◆ What to produce
Select every line in the rows below that contains the word "fender", and copy each one out in full.

Stored records
____________

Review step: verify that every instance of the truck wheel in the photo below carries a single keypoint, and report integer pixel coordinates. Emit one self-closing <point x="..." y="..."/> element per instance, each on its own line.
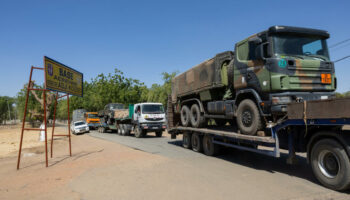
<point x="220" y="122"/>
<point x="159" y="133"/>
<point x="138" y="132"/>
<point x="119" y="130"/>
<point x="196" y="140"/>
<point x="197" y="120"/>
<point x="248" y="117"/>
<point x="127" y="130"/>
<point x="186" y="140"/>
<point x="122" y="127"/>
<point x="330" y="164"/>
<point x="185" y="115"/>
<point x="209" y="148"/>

____________

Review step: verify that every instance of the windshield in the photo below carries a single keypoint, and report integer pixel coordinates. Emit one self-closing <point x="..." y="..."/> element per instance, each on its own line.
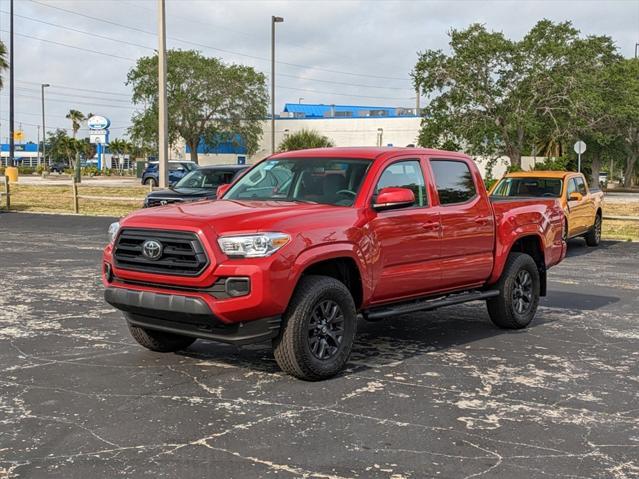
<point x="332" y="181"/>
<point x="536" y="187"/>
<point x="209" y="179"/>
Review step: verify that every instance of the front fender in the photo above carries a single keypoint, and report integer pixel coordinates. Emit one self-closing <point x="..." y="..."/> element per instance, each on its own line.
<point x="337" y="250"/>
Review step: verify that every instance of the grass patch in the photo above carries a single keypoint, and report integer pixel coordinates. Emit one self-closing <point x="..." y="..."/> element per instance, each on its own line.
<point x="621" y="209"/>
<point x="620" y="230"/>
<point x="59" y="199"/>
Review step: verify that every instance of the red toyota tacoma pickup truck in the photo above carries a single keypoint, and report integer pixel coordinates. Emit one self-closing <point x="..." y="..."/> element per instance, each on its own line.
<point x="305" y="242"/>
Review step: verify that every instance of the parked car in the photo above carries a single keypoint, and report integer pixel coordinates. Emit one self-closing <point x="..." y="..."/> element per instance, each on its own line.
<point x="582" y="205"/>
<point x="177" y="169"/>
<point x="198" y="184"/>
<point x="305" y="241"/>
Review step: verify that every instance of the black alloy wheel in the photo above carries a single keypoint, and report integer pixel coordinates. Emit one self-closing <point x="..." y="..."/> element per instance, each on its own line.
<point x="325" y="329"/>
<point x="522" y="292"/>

____________

◆ Reply
Review step: verify that every instance of the front fender in the photo above carries a single keypoint, and report integer pixel coordinates. Emit one self-closing <point x="..." y="..."/> element per instance, each on its own line.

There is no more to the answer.